It wasn’t until my first year at community college that my family finally got cable. For one glorious year, from 1996 to 1997, I gorged myself on the programming that I’d missed out on growing up, supplementing my solid foundation in afternoon cartoons with a thorough grounding in MTV and Nick at Night. Without this pop culture education, Robot Chicken would offer nothing but potty jokes and shock value. But for me, this Adult Swim series distills MTV’s blink-and-you-miss-it programming style into powerful social commentary for the attention-deficit-disoriented—not that it has any particular aim except making you laugh so hard, whatever you’re drinking will come out of your nose.

Currently re-airing seasons 1 and 2 on the Cartoon Network, the humor ranges from edgy and gruesome to snotty and juvenile. Ok, so it’s not a very wide range, but nostalgia can make up for where the jokes fall short. Each episode offers up ten minutes of parodies that, in order to fully appreciate, requires a base investment in having watched lots and lots of TV at some point in your past. Creators Seth Green (Oz from Buffy the Vampire Slayer—who’d’ve guessed?) and Matt Senreich combine stop-motion animation with legally-vetted parodies to be able to use actual names, brands and characters in their sketches that range from send-ups of 80s afternoon children’s programming to spoofs of more recent pop culture phenomena.

Sketches might toss in characters like The Transformers, inexplicable star Vin Diesel, or comic book super hero favorites like Batman, Wonder Woman, and Aquaman. Sure, Aquaman was no one’s favorite, as Robot Chicken very effectively points out in their inaugural episode in a 5-minute sketch called The Real World: Metropolis. But keep watching, because you never know who’s going to show up in the next 2 to 30 seconds. Standout sketches include Voltron getting served in a breakdance showdown, the seedy underworld of Archie’s universe, and a PSA starring Optimus Prime dying of prostate cancer. Oh, and if you enjoy maddeningly trivial guessing games, a host of celebrity voices stop by each episode, including Mark Hamill, the cast of That 70’s Show, and Ryan Seacrest (showing off a surprisingly well-developed sense of humor in Zombie Idol).

Robot Chicken may or may not be returning to the Cartoon Network with a third season in April this year.

[Collected data]
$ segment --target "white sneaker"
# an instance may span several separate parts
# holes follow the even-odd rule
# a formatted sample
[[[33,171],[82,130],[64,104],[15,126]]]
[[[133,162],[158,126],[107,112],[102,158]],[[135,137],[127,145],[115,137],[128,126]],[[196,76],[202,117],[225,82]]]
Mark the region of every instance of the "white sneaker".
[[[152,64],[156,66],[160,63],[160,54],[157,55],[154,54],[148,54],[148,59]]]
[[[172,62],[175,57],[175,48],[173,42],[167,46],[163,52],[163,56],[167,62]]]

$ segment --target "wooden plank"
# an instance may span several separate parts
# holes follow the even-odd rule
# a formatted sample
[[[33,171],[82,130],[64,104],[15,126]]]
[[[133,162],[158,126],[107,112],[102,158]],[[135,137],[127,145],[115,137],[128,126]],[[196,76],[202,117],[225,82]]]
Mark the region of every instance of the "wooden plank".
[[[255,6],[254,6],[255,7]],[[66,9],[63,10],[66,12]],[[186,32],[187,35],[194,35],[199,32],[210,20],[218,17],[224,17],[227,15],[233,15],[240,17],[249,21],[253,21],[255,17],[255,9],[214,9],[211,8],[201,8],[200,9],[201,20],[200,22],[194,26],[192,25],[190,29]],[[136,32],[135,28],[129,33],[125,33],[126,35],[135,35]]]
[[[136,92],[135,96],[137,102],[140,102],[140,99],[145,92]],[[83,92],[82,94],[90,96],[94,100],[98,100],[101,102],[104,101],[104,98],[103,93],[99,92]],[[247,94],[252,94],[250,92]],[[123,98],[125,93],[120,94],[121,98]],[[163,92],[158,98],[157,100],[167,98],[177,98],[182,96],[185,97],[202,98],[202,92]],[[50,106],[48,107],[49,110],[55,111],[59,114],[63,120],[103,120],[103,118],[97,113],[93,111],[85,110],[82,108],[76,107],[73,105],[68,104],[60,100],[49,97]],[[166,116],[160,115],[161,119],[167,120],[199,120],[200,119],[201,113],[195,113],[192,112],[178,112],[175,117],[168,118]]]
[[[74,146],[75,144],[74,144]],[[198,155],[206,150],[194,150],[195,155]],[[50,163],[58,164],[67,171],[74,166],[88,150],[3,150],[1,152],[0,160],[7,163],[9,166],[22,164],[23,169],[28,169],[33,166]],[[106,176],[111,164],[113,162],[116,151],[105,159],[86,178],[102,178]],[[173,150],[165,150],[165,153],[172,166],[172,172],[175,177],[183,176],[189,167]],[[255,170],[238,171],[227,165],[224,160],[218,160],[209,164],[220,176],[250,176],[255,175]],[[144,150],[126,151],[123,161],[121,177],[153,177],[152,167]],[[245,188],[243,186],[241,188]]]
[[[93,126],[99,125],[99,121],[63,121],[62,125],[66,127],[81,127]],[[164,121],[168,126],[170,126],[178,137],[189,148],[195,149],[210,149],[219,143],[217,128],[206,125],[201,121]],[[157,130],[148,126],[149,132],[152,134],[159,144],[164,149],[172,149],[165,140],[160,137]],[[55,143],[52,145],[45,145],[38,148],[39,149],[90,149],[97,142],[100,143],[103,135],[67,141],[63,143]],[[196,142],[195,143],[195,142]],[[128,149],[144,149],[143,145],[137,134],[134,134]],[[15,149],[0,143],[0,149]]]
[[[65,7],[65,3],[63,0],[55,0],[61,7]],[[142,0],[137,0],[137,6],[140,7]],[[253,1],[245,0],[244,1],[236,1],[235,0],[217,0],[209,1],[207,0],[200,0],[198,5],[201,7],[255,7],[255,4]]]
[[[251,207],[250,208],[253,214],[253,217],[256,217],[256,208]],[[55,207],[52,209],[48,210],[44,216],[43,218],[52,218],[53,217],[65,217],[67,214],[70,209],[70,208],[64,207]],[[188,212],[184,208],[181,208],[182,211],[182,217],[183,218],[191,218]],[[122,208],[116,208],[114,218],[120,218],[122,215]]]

What is expected: Which celebrity voices does the Robot Chicken review list as stopping by episodes?

Your response: Mark Hamill, the cast of That 70’s Show, and Ryan Seacrest